→ **ROWS**:
start

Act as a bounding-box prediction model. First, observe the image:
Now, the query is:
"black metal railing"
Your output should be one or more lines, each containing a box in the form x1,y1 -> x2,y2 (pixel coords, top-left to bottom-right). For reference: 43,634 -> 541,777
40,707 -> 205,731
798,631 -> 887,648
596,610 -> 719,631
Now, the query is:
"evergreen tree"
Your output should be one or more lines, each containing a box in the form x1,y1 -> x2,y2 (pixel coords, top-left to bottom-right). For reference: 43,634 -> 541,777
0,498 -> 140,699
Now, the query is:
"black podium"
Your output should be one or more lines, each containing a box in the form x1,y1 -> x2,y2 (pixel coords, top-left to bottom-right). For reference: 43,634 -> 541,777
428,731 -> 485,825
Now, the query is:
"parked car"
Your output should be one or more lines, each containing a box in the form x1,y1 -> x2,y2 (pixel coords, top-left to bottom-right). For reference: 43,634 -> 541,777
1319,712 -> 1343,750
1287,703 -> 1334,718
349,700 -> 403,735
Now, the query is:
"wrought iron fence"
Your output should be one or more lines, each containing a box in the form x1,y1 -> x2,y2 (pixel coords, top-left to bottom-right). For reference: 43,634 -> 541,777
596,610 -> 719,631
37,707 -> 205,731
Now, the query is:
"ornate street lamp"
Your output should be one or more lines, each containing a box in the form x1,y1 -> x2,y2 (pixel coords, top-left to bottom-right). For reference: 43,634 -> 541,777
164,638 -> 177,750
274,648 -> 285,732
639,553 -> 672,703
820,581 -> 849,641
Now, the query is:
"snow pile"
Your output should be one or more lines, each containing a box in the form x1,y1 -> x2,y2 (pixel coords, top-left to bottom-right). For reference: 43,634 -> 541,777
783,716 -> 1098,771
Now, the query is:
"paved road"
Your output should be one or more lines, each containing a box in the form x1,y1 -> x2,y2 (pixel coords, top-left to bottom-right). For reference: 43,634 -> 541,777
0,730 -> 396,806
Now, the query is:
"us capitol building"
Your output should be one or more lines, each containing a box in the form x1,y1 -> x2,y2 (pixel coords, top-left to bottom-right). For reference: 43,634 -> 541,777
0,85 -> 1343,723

end

→ **WHAT IS EXPECTED**: Reproduce all of the material above, renaming "query" to "search term" wherever it appears and changing nothing else.

→ **PROBLEM SOLUTION**:
Act as a bounding-box prediction model. First, observe the image:
Now, the search term is:
"black metal railing"
Your output should be one or more lines, each containing a box in the form x1,y1 -> x2,y2 (pixel coords, top-left to bottom-right). For reference: 43,634 -> 541,777
40,707 -> 205,731
798,631 -> 887,648
596,610 -> 719,631
Now, the search term is:
"evergreen tree"
Your output should be one or more lines, each containing a box in the form x1,y1 -> x2,y2 (pixel coords, top-left to bottom-right). For reference: 43,634 -> 541,777
0,498 -> 140,699
Now, the search term is:
"black podium"
Your output should be one or more lines, each containing a box in the form x1,y1 -> x2,y2 (pixel coords, top-left to bottom-right). For reference: 43,634 -> 541,777
428,731 -> 485,825
Now, the search term is:
"parked car"
Your output should be one or more lines, each containing a box in the form x1,y1 -> x2,y2 (pixel coords, top-left to bottom-right). For reference: 43,634 -> 541,777
1319,712 -> 1343,750
1287,703 -> 1334,718
349,700 -> 403,735
Now, the search term is:
"wrought iron fence"
Your output should be one or more lines, each containing a box in the form x1,y1 -> x2,y2 (pixel coords, top-left to bottom-right). For reference: 43,634 -> 541,777
596,610 -> 719,631
37,707 -> 205,731
Now, the search term is:
"ornate street lamp"
Your output should be one or more lines, each containing a box in the form x1,y1 -> x2,y2 (pixel coords, top-left to bottom-right). For reference: 43,634 -> 541,777
164,638 -> 177,750
274,648 -> 285,732
639,553 -> 672,703
820,581 -> 849,641
Now, the search term is:
"snow pile"
Your output should be one or more lines, each containing a box in the form x1,y1 -> x2,y2 (pixel coords, top-left to bottom-right). For reference: 43,634 -> 541,777
783,716 -> 1098,771
Now, the search term is:
"paved road"
Your output should be one or more lines, each containing a box in the form x1,y1 -> x2,y2 (pixel coords, top-left to bottom-right). For reference: 43,634 -> 541,777
0,730 -> 396,806
Now, the search term is:
"us capitol building"
Your output should be one or more lines, each containing a box in the form x1,y1 -> x2,y2 (pixel coords, top-left to bottom-right). For reference: 43,634 -> 541,777
0,85 -> 1343,723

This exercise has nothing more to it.